Set problem A :: Can you count the lines in the records below that contain the word "entrance", treating case as significant, and reply with only the number?

Extract ::
####
Guest More than 1 year ago
I work at an insurance company where, like a lot of places these days, times are hard. It seems that everyone is running around working extra hard and the managers are extra stressed trying to do too much. Well, two weeks ago some of the managers attended a training where they were given Squawk! When they came back in the office they had their teams read the book as well, so that everyone would be on the same page. People really liked the book (unlike a lot of the books they make us read), and they felt like it put everyone on the same page. So, then, other teams tried it and now everyone in our department is talking about the three virtues of leadership and watching out for seagull managers. All in all, it's a lot of fun and it's bringing us all together and making us more effective. I recommend the book.
Guest More than 1 year ago
A friend of mine shared this book with me after receiving it in a management training. It had a huge impact upon her, and she thought it also might help me. I found the story invigorating and the lessons powerful and essential to anyone with a job, especially if you are a manager. The other thing I loved about this book is its techniques (the three virtues of great leadership) are also effective tools to use at home with my spouse and children. By far the best business fable I've read.
####
Task input ::
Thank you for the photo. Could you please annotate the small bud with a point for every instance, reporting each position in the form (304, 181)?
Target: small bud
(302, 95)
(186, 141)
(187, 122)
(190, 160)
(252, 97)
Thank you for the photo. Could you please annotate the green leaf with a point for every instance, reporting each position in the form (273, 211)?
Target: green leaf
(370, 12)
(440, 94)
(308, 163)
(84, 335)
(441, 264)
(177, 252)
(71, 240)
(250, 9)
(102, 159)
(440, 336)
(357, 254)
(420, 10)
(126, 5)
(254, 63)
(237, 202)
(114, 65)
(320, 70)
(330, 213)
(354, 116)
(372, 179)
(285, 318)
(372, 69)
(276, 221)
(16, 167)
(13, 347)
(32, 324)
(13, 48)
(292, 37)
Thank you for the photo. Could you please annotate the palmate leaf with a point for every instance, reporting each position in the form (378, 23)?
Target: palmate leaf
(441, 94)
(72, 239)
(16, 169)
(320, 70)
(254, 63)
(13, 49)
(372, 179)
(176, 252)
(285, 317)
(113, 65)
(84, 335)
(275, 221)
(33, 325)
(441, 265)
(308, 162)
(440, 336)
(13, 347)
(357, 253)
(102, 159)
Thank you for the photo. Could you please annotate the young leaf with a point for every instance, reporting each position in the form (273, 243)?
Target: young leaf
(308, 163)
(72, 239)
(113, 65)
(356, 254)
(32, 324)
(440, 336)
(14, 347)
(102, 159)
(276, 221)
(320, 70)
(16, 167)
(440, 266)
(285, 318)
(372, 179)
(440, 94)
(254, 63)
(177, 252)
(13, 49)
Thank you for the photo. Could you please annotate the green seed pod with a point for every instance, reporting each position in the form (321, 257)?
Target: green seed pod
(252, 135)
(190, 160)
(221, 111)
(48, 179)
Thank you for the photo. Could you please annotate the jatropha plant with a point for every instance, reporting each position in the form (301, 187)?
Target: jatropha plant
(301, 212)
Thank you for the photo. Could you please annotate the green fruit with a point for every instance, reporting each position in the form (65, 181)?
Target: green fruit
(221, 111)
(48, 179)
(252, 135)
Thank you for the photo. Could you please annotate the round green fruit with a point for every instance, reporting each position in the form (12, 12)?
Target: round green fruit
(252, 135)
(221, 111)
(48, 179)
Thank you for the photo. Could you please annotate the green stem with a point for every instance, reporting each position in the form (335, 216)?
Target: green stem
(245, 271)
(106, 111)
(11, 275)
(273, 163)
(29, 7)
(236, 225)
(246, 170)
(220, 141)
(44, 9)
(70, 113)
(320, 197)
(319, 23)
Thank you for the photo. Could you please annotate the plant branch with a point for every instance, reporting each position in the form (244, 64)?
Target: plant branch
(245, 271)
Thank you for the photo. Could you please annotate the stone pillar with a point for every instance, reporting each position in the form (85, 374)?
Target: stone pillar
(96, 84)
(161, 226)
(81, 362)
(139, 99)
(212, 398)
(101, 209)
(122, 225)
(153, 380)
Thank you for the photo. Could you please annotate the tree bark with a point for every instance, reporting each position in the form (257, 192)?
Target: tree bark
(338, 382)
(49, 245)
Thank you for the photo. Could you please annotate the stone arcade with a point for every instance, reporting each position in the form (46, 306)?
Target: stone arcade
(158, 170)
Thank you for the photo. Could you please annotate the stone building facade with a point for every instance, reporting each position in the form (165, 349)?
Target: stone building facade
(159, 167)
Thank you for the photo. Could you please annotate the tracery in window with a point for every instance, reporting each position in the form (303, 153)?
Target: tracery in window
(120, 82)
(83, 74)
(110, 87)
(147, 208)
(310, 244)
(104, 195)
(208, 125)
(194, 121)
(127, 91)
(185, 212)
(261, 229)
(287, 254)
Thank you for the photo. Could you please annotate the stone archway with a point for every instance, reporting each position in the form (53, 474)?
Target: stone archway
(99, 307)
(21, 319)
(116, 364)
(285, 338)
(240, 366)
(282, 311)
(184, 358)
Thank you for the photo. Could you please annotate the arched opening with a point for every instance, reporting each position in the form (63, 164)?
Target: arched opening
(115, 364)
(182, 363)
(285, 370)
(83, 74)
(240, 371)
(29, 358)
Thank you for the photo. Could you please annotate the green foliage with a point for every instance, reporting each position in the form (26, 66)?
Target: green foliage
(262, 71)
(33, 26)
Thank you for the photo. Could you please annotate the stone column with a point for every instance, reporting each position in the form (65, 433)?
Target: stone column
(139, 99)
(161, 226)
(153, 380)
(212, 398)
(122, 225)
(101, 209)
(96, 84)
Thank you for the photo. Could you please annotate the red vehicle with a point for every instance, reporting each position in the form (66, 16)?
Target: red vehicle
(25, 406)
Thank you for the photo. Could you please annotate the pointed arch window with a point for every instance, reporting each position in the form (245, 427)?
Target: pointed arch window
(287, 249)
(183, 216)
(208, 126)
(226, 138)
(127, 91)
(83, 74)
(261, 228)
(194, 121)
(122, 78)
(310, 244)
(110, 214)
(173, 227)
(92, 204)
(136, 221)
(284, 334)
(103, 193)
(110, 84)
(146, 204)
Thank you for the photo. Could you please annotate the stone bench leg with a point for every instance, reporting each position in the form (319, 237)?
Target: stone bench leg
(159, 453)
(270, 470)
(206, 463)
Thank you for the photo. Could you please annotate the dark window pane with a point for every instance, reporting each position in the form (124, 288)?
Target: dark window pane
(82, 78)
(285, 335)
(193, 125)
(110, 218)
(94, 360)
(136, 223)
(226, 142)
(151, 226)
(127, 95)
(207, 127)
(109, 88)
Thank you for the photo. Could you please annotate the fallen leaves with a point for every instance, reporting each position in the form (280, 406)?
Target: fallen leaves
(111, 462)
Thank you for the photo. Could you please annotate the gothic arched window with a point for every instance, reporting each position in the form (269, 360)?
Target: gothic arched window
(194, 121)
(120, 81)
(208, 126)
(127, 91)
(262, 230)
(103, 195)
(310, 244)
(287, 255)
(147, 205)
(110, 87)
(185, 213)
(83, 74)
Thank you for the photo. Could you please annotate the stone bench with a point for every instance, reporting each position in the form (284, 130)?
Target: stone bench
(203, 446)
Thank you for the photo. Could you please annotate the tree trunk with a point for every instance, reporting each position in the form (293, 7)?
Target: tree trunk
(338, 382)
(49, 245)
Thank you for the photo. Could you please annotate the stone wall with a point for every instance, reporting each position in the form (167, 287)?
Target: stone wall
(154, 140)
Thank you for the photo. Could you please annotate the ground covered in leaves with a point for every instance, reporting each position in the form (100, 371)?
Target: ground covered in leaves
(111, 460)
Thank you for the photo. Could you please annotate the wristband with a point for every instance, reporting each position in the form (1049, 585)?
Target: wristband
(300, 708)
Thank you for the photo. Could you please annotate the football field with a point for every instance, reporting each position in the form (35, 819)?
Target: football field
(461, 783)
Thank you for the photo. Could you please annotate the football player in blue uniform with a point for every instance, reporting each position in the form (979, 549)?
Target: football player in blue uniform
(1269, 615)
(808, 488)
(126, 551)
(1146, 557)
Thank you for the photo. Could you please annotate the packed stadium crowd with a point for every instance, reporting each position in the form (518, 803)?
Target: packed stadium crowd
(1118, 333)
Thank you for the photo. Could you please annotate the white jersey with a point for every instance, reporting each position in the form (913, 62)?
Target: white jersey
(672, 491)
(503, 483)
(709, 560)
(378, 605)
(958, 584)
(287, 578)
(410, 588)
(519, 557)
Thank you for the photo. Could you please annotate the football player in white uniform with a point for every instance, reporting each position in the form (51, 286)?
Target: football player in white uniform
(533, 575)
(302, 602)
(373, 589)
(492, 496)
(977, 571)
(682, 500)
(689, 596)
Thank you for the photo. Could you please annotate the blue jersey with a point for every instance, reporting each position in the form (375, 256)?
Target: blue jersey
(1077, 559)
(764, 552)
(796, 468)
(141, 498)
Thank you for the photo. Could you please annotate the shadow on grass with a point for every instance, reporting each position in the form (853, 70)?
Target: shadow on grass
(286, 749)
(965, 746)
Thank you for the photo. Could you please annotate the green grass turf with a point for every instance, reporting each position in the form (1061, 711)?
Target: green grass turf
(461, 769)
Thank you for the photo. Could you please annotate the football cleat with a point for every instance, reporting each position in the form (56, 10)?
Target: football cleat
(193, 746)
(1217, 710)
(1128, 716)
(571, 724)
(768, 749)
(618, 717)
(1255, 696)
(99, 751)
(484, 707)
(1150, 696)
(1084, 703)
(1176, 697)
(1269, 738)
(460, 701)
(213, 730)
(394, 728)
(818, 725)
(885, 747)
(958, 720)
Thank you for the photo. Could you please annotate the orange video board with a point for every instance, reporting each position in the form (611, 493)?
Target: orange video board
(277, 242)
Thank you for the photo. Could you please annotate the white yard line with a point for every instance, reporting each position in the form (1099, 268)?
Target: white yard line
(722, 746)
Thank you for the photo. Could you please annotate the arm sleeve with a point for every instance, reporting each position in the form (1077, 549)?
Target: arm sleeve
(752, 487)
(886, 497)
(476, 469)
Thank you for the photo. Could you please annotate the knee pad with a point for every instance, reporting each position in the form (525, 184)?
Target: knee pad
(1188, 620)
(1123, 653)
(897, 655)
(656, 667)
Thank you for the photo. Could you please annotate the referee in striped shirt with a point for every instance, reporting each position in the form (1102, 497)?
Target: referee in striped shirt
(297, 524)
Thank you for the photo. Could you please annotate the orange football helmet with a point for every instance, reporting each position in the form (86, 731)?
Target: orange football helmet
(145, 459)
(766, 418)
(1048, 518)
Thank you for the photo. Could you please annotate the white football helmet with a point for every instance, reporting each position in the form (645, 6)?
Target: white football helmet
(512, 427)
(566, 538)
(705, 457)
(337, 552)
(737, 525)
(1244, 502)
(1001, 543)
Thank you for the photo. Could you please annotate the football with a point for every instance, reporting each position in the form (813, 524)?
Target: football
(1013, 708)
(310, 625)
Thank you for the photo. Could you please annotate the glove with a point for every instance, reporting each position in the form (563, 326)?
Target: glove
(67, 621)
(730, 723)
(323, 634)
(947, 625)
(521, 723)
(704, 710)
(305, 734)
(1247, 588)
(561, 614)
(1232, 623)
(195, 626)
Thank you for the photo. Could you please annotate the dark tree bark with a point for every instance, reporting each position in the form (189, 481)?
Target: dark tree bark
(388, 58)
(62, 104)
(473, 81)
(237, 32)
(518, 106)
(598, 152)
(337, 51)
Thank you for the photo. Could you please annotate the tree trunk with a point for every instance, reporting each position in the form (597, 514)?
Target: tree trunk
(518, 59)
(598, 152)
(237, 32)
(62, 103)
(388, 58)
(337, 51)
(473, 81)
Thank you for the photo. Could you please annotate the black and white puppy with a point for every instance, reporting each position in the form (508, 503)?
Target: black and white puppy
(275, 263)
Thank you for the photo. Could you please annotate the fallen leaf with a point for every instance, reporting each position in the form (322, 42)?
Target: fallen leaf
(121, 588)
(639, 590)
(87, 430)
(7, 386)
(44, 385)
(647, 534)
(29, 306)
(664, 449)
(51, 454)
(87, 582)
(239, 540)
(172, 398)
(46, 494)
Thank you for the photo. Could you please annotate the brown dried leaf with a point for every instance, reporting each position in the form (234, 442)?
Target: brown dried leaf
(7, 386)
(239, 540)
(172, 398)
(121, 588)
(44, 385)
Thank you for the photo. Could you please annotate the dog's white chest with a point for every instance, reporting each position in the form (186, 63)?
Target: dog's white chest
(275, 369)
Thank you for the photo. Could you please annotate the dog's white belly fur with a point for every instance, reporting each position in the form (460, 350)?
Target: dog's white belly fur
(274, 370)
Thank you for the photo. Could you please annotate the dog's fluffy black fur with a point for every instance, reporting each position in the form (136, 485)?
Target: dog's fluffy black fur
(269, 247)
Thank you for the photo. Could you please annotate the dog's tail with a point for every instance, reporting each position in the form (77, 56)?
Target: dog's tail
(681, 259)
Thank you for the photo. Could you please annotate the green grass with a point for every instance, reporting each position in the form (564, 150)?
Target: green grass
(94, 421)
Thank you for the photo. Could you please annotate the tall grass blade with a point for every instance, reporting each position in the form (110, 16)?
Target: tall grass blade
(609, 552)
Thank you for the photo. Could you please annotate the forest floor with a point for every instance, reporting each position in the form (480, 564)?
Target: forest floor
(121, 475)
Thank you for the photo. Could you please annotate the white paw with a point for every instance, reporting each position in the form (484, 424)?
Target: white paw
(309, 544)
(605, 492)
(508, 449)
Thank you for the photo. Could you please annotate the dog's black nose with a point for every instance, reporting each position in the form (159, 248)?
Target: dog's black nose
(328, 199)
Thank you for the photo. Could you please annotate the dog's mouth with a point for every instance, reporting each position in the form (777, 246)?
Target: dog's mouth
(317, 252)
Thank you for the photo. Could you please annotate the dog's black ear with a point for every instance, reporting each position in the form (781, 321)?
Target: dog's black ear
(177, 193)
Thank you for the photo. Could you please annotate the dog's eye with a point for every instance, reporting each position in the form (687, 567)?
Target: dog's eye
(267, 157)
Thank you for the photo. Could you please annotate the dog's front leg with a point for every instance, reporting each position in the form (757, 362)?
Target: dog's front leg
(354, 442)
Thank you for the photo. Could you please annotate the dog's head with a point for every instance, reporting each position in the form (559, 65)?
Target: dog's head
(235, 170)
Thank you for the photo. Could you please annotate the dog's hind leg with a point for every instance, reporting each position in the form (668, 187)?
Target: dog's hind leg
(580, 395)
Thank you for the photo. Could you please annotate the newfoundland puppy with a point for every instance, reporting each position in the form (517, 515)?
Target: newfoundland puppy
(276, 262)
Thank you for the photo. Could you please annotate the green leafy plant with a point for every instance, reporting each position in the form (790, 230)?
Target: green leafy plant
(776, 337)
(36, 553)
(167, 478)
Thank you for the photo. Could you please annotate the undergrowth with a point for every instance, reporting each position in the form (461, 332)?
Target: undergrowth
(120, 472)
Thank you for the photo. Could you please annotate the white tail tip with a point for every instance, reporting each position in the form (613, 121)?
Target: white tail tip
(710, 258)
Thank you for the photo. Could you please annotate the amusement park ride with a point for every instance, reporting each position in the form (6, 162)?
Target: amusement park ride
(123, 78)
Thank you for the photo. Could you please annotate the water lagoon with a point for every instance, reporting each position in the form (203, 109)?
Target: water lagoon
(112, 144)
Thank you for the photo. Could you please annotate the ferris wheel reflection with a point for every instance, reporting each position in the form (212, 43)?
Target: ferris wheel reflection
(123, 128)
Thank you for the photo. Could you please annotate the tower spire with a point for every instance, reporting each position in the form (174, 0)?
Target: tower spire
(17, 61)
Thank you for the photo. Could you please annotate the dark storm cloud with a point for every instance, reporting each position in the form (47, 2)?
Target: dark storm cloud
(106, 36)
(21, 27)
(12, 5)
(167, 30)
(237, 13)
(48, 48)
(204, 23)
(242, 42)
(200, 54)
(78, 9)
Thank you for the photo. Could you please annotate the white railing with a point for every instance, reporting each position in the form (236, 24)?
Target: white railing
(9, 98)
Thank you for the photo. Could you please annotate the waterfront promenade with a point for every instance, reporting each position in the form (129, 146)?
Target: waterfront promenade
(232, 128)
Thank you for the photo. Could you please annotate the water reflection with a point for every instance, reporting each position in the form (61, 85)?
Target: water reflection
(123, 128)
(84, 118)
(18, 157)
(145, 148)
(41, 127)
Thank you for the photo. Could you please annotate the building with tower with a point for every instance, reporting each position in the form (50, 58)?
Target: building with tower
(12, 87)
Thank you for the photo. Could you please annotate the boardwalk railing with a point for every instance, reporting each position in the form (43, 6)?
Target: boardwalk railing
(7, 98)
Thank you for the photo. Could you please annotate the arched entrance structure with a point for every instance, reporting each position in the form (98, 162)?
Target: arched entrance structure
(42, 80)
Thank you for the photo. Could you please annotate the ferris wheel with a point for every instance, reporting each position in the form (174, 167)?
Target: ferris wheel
####
Set problem B :: Would you print the reader reviews above in full, reproducing every word and line unchanged?

Finished answer A :: 2

Finished answer B ::
Guest More than 1 year ago
I work at an insurance company where, like a lot of places these days, times are hard. It seems that everyone is running around working extra hard and the managers are extra stressed trying to do too much. Well, two weeks ago some of the managers attended a training where they were given Squawk! When they came back in the office they had their teams read the book as well, so that everyone would be on the same page. People really liked the book (unlike a lot of the books they make us read), and they felt like it put everyone on the same page. So, then, other teams tried it and now everyone in our department is talking about the three virtues of leadership and watching out for seagull managers. All in all, it's a lot of fun and it's bringing us all together and making us more effective. I recommend the book.
Guest More than 1 year ago
A friend of mine shared this book with me after receiving it in a management training. It had a huge impact upon her, and she thought it also might help me. I found the story invigorating and the lessons powerful and essential to anyone with a job, especially if you are a manager. The other thing I loved about this book is its techniques (the three virtues of great leadership) are also effective tools to use at home with my spouse and children. By far the best business fable I've read.